> **Try it**:
All lines from the one containing "Target: oven door" down to the one containing "Could you kindly annotate the stainless steel dishwasher", both ends included, are to be given again exactly; omit the rest of the listing below.
━━━━━ Supplied data ━━━━━
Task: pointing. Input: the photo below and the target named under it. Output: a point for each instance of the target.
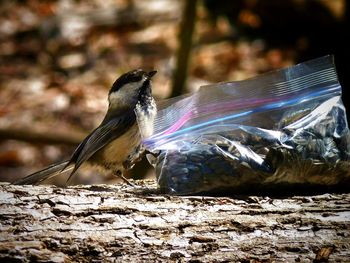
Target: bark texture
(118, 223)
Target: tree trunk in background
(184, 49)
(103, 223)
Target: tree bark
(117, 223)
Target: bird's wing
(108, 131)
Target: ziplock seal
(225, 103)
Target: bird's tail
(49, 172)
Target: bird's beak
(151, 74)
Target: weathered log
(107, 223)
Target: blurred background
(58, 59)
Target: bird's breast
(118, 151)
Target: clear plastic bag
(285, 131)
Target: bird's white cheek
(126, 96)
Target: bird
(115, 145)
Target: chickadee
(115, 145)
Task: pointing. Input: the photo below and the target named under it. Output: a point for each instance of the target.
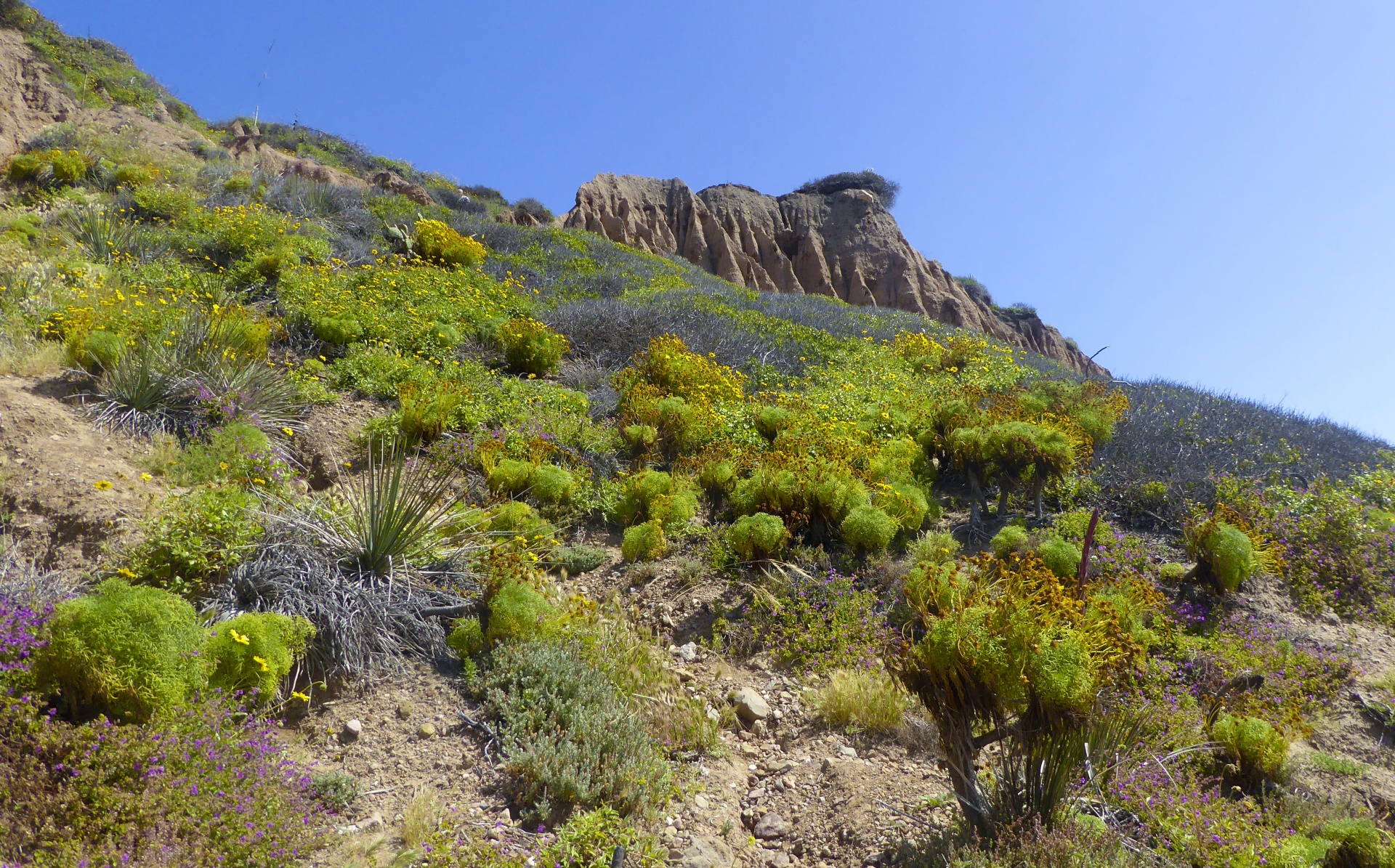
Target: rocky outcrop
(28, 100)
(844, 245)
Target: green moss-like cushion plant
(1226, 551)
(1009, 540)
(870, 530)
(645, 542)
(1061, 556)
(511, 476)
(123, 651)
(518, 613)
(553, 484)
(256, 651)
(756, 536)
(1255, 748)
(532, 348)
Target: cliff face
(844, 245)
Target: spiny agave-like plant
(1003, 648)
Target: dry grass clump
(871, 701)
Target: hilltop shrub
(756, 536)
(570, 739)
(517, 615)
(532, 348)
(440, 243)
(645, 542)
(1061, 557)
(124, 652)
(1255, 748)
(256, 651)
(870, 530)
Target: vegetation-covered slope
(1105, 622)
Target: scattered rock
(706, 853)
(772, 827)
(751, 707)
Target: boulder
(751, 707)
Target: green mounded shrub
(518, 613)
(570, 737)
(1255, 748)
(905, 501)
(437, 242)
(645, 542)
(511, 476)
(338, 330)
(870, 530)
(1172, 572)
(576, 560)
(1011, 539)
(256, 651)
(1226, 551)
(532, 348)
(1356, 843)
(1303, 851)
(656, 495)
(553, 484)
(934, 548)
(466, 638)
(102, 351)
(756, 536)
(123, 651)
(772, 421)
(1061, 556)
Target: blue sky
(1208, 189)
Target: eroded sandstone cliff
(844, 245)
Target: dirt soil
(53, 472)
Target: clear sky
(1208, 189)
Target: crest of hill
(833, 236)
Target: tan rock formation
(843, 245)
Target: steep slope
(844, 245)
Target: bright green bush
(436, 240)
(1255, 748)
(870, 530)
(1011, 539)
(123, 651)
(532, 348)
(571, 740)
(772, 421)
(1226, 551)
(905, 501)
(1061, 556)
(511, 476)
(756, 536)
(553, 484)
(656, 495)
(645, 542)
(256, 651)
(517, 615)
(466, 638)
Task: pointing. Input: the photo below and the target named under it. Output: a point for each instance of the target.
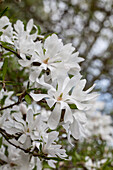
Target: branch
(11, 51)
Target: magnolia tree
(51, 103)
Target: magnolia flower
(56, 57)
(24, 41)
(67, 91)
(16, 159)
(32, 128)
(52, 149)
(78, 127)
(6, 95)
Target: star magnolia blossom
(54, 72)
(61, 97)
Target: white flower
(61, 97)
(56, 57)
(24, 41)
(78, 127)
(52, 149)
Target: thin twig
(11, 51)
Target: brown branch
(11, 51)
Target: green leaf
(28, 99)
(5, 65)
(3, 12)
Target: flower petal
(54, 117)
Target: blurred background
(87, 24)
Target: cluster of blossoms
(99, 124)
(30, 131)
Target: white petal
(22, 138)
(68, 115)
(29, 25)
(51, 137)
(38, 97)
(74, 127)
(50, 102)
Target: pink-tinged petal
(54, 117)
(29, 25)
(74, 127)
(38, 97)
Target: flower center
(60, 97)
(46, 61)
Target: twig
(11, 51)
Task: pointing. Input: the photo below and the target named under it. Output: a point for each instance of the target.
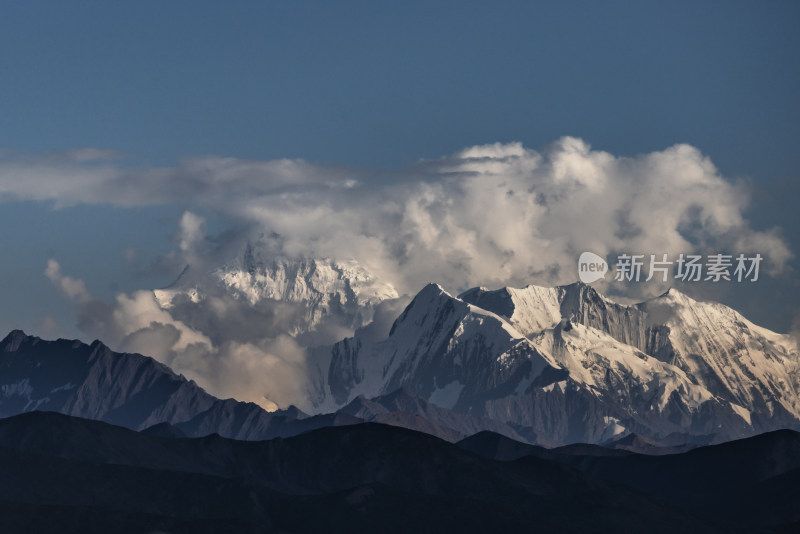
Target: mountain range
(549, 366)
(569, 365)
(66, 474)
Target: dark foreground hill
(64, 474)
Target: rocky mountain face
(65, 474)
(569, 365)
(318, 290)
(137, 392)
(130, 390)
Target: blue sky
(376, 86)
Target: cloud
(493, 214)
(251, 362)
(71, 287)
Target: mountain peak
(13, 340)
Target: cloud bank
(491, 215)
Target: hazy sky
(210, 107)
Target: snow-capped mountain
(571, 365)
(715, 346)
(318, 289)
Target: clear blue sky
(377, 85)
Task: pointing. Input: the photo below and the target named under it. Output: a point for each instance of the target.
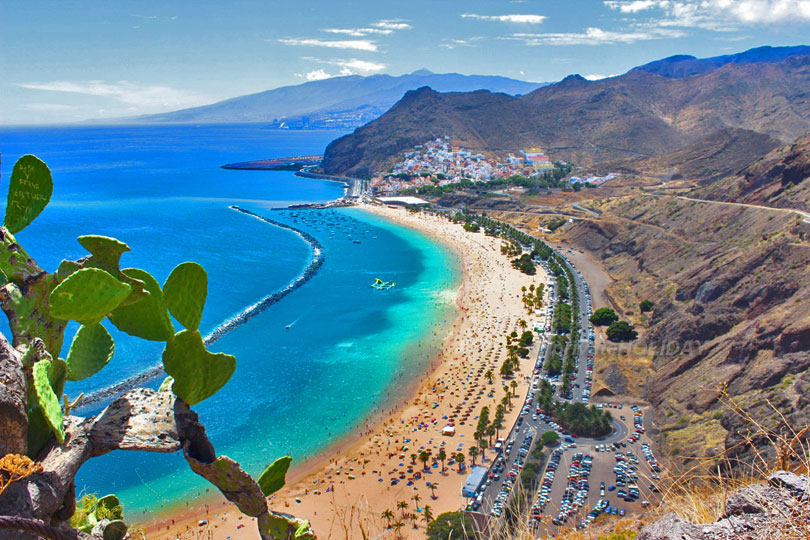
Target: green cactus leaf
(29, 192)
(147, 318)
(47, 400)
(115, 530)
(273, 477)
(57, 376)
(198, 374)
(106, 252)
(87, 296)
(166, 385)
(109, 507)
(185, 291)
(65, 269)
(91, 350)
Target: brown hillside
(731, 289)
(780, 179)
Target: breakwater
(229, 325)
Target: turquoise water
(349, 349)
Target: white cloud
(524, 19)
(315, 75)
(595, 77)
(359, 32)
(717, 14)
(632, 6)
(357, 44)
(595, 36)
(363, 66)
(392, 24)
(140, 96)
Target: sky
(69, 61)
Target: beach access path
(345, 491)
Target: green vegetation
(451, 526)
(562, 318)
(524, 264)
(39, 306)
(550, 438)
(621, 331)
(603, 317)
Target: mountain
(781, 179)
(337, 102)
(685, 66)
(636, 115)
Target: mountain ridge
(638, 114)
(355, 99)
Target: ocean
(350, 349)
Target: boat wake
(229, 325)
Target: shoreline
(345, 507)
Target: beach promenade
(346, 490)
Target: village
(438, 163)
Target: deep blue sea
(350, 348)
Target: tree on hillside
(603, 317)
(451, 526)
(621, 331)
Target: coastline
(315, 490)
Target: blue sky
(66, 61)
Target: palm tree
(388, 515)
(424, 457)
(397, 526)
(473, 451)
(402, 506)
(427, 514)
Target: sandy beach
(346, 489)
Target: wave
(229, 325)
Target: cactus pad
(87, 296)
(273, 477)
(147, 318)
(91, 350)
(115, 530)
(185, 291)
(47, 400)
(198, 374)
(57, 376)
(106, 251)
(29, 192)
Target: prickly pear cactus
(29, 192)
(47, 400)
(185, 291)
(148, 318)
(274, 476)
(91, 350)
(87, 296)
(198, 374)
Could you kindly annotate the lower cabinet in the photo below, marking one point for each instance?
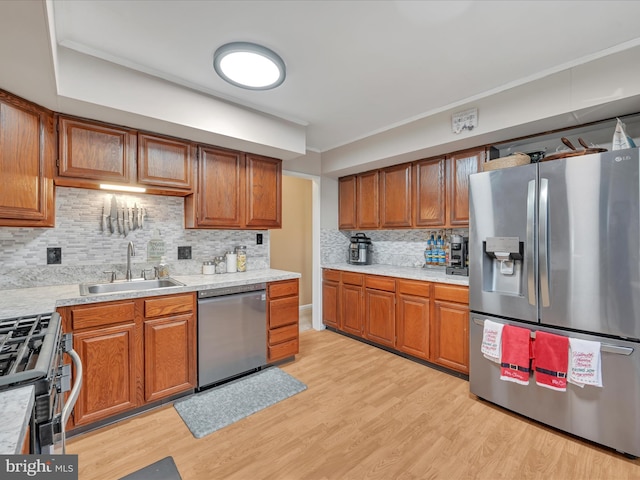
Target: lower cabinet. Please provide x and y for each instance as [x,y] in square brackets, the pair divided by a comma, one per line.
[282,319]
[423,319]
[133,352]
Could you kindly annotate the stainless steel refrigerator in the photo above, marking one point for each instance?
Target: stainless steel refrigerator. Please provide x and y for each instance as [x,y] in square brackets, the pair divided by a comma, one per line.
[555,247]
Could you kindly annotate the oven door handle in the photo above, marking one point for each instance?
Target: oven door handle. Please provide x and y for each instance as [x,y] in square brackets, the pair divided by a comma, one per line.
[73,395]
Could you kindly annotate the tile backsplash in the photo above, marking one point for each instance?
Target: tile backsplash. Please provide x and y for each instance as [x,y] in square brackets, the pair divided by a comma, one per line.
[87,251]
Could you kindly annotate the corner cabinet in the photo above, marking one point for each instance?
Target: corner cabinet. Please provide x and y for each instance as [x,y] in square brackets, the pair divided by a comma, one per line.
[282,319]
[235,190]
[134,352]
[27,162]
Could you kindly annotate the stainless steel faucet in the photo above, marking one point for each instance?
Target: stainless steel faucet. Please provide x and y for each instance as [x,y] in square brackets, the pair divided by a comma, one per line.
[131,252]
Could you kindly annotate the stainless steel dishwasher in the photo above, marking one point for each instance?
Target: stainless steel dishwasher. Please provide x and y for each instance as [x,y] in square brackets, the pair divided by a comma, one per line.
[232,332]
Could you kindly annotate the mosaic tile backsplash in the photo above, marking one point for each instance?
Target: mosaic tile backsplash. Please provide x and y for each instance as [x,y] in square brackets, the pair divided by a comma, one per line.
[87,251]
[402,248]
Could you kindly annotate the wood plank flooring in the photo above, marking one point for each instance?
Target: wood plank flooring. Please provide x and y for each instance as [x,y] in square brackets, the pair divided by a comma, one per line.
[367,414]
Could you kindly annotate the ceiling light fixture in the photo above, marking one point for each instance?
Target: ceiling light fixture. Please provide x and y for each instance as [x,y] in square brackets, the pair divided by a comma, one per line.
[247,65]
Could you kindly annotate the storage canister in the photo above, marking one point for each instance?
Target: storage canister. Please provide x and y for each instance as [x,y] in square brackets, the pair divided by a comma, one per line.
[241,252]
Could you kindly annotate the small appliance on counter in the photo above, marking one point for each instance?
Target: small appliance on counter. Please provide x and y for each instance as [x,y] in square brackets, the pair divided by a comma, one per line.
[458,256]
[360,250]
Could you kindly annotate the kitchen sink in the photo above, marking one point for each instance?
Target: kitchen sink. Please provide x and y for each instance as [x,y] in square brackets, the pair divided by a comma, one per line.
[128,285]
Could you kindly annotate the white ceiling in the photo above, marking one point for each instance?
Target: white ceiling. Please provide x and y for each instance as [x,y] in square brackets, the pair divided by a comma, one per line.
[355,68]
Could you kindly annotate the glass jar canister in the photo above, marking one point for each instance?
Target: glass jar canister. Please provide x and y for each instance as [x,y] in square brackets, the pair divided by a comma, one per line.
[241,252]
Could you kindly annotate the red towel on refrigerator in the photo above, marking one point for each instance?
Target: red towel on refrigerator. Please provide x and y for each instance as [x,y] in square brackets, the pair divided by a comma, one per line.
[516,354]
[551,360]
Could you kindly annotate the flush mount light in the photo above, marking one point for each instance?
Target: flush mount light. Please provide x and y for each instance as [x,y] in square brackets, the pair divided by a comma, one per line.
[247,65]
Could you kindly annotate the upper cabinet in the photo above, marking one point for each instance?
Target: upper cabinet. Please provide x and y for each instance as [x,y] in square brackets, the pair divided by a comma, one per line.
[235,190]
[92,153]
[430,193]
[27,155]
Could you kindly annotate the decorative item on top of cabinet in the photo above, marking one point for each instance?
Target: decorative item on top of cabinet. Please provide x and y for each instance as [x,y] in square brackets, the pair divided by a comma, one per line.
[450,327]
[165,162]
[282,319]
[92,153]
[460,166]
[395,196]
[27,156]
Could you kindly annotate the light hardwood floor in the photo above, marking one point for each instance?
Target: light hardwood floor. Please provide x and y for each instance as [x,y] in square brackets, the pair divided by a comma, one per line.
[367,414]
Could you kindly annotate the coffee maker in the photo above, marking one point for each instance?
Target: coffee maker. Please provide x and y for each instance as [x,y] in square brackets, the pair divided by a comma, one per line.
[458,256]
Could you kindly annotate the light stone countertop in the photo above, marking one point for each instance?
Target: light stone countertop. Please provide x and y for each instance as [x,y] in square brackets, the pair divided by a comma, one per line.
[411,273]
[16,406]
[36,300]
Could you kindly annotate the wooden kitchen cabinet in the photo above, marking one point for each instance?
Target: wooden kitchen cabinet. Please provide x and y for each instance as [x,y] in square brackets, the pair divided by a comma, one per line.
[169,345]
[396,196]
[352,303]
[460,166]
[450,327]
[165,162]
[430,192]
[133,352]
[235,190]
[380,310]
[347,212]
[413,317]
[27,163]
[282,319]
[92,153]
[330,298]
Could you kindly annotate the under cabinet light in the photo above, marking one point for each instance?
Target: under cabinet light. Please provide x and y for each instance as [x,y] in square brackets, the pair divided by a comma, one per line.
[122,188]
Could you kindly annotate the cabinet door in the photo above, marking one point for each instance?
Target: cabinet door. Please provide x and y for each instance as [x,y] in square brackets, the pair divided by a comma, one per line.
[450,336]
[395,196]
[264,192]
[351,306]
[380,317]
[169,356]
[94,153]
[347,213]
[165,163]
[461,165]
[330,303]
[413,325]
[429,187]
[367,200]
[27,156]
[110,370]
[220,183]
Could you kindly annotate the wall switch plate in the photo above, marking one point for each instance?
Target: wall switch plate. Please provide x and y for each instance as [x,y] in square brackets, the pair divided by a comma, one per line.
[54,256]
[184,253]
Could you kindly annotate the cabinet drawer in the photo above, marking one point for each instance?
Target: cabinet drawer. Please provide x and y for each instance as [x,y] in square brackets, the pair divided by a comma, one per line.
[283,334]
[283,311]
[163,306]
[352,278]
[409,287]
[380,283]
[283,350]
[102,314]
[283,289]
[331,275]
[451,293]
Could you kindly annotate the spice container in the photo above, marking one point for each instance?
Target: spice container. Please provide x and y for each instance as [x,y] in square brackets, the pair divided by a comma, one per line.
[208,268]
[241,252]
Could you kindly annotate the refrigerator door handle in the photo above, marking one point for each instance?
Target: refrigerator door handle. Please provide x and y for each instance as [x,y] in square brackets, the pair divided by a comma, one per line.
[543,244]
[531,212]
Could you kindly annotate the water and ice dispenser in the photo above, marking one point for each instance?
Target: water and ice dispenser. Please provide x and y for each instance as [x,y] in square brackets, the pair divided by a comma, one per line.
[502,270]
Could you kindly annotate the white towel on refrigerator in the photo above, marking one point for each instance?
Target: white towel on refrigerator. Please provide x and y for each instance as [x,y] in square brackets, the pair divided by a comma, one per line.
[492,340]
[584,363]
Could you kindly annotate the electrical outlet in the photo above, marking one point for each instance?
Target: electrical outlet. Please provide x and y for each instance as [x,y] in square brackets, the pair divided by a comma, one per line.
━━━━━
> **Output of the task**:
Target: oven door handle. Please provide x and y for each instance as [x,y] in square brackets, the pair divided by a comma, one per line.
[73,395]
Could you kindly annotate the tile backsplash in the photo above, marking one point for each instance?
Target: tile backsplash. Please provide x and y for each instance as [x,y] in square brackets, the pair divided by a comma, one per line.
[87,251]
Could you kindly annotate the corner cabinet in the photo above, marking one point for each instance?
Target: corner cabinet. Please provide x and y for each instance as [x,y] in square brackets, the pair divided by a comma, one per line.
[282,319]
[235,190]
[134,352]
[27,162]
Could you kindly annotate the stainless steel faucet in the photo above, marking one point for each instance?
Target: stainless steel faucet. Please provide x and y for each instance as [x,y] in square brackets, the pair divided by a comma, one per line.
[131,252]
Could you kindly annotate the stainless steel dishwasher in the photo above, marking one point for each instance?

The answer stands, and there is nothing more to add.